--- DATA Enclosed Below ---

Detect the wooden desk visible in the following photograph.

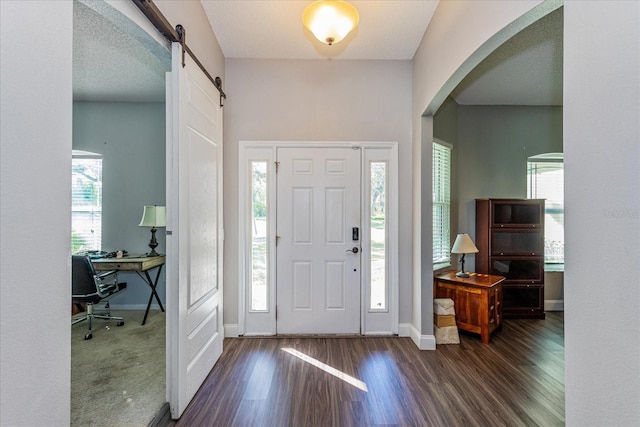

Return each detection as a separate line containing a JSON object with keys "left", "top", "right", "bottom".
{"left": 434, "top": 271, "right": 505, "bottom": 344}
{"left": 92, "top": 255, "right": 165, "bottom": 325}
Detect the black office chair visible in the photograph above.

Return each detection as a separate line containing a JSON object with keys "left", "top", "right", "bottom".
{"left": 71, "top": 255, "right": 127, "bottom": 340}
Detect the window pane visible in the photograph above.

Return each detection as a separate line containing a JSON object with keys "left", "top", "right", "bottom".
{"left": 432, "top": 142, "right": 451, "bottom": 265}
{"left": 251, "top": 161, "right": 268, "bottom": 311}
{"left": 72, "top": 157, "right": 102, "bottom": 253}
{"left": 370, "top": 162, "right": 386, "bottom": 310}
{"left": 527, "top": 156, "right": 564, "bottom": 263}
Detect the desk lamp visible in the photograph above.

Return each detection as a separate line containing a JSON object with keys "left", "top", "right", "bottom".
{"left": 139, "top": 205, "right": 166, "bottom": 256}
{"left": 451, "top": 233, "right": 479, "bottom": 278}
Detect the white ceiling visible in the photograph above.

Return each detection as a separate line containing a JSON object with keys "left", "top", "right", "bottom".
{"left": 73, "top": 0, "right": 562, "bottom": 106}
{"left": 200, "top": 0, "right": 439, "bottom": 60}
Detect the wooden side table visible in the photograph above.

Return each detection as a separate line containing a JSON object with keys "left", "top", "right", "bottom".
{"left": 434, "top": 271, "right": 505, "bottom": 343}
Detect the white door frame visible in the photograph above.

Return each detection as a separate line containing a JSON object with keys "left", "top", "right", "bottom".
{"left": 238, "top": 141, "right": 399, "bottom": 336}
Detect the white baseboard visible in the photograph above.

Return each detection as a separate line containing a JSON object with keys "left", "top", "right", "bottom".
{"left": 545, "top": 300, "right": 564, "bottom": 311}
{"left": 409, "top": 324, "right": 436, "bottom": 350}
{"left": 226, "top": 323, "right": 418, "bottom": 339}
{"left": 398, "top": 323, "right": 412, "bottom": 337}
{"left": 224, "top": 323, "right": 240, "bottom": 337}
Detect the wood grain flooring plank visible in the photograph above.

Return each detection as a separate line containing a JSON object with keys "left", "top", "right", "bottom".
{"left": 165, "top": 313, "right": 565, "bottom": 427}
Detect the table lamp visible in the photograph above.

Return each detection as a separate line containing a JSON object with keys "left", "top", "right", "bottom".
{"left": 139, "top": 205, "right": 166, "bottom": 256}
{"left": 451, "top": 233, "right": 479, "bottom": 278}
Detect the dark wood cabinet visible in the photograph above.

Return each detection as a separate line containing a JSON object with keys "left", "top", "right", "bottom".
{"left": 476, "top": 199, "right": 545, "bottom": 319}
{"left": 434, "top": 271, "right": 505, "bottom": 343}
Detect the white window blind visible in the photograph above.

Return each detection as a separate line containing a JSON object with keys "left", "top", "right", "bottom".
{"left": 72, "top": 151, "right": 103, "bottom": 253}
{"left": 433, "top": 141, "right": 451, "bottom": 266}
{"left": 527, "top": 153, "right": 564, "bottom": 264}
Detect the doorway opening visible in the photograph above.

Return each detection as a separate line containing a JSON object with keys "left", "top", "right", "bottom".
{"left": 71, "top": 0, "right": 170, "bottom": 425}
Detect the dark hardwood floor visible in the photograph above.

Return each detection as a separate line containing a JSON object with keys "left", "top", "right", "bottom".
{"left": 162, "top": 313, "right": 564, "bottom": 427}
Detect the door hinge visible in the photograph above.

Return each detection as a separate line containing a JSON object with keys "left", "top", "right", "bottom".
{"left": 276, "top": 235, "right": 281, "bottom": 246}
{"left": 275, "top": 161, "right": 280, "bottom": 173}
{"left": 275, "top": 305, "right": 278, "bottom": 321}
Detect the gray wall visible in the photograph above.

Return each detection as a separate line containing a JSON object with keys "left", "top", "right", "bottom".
{"left": 73, "top": 101, "right": 166, "bottom": 307}
{"left": 434, "top": 102, "right": 564, "bottom": 304}
{"left": 457, "top": 105, "right": 563, "bottom": 262}
{"left": 223, "top": 58, "right": 413, "bottom": 328}
{"left": 434, "top": 97, "right": 460, "bottom": 246}
{"left": 457, "top": 104, "right": 564, "bottom": 302}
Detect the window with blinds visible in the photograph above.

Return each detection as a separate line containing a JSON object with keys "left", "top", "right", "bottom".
{"left": 72, "top": 151, "right": 103, "bottom": 253}
{"left": 433, "top": 141, "right": 451, "bottom": 267}
{"left": 527, "top": 153, "right": 564, "bottom": 264}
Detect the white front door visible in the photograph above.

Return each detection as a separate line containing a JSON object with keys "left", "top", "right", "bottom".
{"left": 276, "top": 147, "right": 361, "bottom": 334}
{"left": 166, "top": 42, "right": 224, "bottom": 419}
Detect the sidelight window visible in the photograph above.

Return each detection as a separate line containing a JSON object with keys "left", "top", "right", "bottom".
{"left": 250, "top": 161, "right": 268, "bottom": 311}
{"left": 370, "top": 161, "right": 387, "bottom": 311}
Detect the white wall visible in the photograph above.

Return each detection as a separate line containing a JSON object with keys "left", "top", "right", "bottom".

--- End of Enclosed DATA ---

▶ _ACTION ITEM_: Drop the images and copy all the data exactly.

▶ _RESULT BELOW_:
Detect the wooden desk visible in the following photograph.


Return each detection as a separate line containing a JSON object with keys "left", "top", "right", "bottom".
{"left": 434, "top": 271, "right": 505, "bottom": 344}
{"left": 92, "top": 255, "right": 165, "bottom": 325}
Detect the black office chair visible in the photograph above.

Return each detection as a separate line containing a JSON object with keys "left", "top", "right", "bottom".
{"left": 71, "top": 255, "right": 127, "bottom": 340}
Detect the window pane visible in the photograph above.

Return each detection as a separate line containing a JSON object with keys "left", "top", "right", "bottom".
{"left": 432, "top": 142, "right": 451, "bottom": 265}
{"left": 251, "top": 161, "right": 268, "bottom": 311}
{"left": 72, "top": 157, "right": 102, "bottom": 253}
{"left": 370, "top": 162, "right": 386, "bottom": 310}
{"left": 527, "top": 156, "right": 564, "bottom": 263}
Detect the desk lamp visible in the photograph above.

Return each detection as a separate line containing a JSON object with keys "left", "top", "right", "bottom".
{"left": 139, "top": 205, "right": 166, "bottom": 256}
{"left": 451, "top": 233, "right": 479, "bottom": 278}
Detect the white ceiling visible in the photograph above.

Return each detection as a separate line containing a JSON object with keys "left", "top", "right", "bottom".
{"left": 73, "top": 0, "right": 562, "bottom": 106}
{"left": 200, "top": 0, "right": 439, "bottom": 60}
Detect the wooden side table visible in the photograph above.

Return each detection as a separate line containing a JSON object with keys "left", "top", "right", "bottom".
{"left": 434, "top": 271, "right": 505, "bottom": 343}
Detect the white door frame visible in the photograph above.

Return each detection as a separate line containing a JSON object with keys "left", "top", "right", "bottom".
{"left": 238, "top": 141, "right": 399, "bottom": 336}
Detect the white baseboard visible in the photograph above.

Return each detection as a separate line containing a JSON object with keys "left", "top", "right", "bottom".
{"left": 545, "top": 300, "right": 564, "bottom": 311}
{"left": 409, "top": 324, "right": 436, "bottom": 350}
{"left": 226, "top": 323, "right": 418, "bottom": 339}
{"left": 398, "top": 323, "right": 412, "bottom": 337}
{"left": 224, "top": 323, "right": 240, "bottom": 337}
Detect the wood grain flooring plank visible in the photograph above.

Return each detection as a separate line containing a JSON object with keys "left", "top", "right", "bottom".
{"left": 165, "top": 313, "right": 565, "bottom": 427}
Detect the table lamp visible in the photograph above.

Return each detection as a separate line containing a JSON object with keys "left", "top", "right", "bottom".
{"left": 139, "top": 205, "right": 166, "bottom": 256}
{"left": 451, "top": 233, "right": 479, "bottom": 278}
Detect the dark wood cabinet visible in the photograph above.

Return each detection as a separate line containing a JSON object with keys "left", "top", "right", "bottom".
{"left": 476, "top": 199, "right": 545, "bottom": 319}
{"left": 434, "top": 271, "right": 505, "bottom": 343}
Detect the white window blind visible in the photograph above.

Return each detection as a separate line containing a JSON object with keys "left", "top", "right", "bottom".
{"left": 72, "top": 151, "right": 103, "bottom": 253}
{"left": 433, "top": 141, "right": 451, "bottom": 266}
{"left": 527, "top": 153, "right": 564, "bottom": 264}
Detect the doorway opening visible in the photograph above.

Return each detection as a separate line containing a JSON object with keys "left", "top", "right", "bottom".
{"left": 71, "top": 0, "right": 170, "bottom": 425}
Detect the dark hardwood floor visible in the photograph above.

Return each detection as a separate line containing a JSON object with keys "left", "top", "right", "bottom".
{"left": 162, "top": 313, "right": 564, "bottom": 427}
Detect the door hinge visible in the photograph above.

Return each detection as a separate line containing a JSON object with keys "left", "top", "right", "bottom".
{"left": 276, "top": 235, "right": 281, "bottom": 246}
{"left": 275, "top": 161, "right": 280, "bottom": 173}
{"left": 275, "top": 305, "right": 278, "bottom": 321}
Detect the gray wall visible in the photograph above.

Return each detection as a separate line containing a JSON object with keys "left", "top", "right", "bottom".
{"left": 73, "top": 101, "right": 166, "bottom": 307}
{"left": 434, "top": 102, "right": 564, "bottom": 304}
{"left": 457, "top": 105, "right": 563, "bottom": 262}
{"left": 223, "top": 58, "right": 413, "bottom": 328}
{"left": 434, "top": 97, "right": 460, "bottom": 246}
{"left": 457, "top": 104, "right": 564, "bottom": 302}
Detect the window with blinds visible in the photograph above.

Return each detection as a separate line containing a JSON object with keys "left", "top", "right", "bottom".
{"left": 72, "top": 151, "right": 103, "bottom": 253}
{"left": 433, "top": 141, "right": 451, "bottom": 267}
{"left": 527, "top": 153, "right": 564, "bottom": 264}
Detect the white front door visible in the photograph above.

Return each detection as a separate line containing a JSON object with keys "left", "top", "right", "bottom".
{"left": 276, "top": 147, "right": 361, "bottom": 334}
{"left": 166, "top": 42, "right": 224, "bottom": 419}
Detect the sidelight window visible in the photograph above.

Return each detection as a separate line containing a JSON object with keys "left", "top", "right", "bottom".
{"left": 250, "top": 161, "right": 268, "bottom": 311}
{"left": 370, "top": 161, "right": 387, "bottom": 311}
Detect the white wall visible in the photograph above.

Return each detection as a separate line containing a JSON object with keys "left", "top", "right", "bottom".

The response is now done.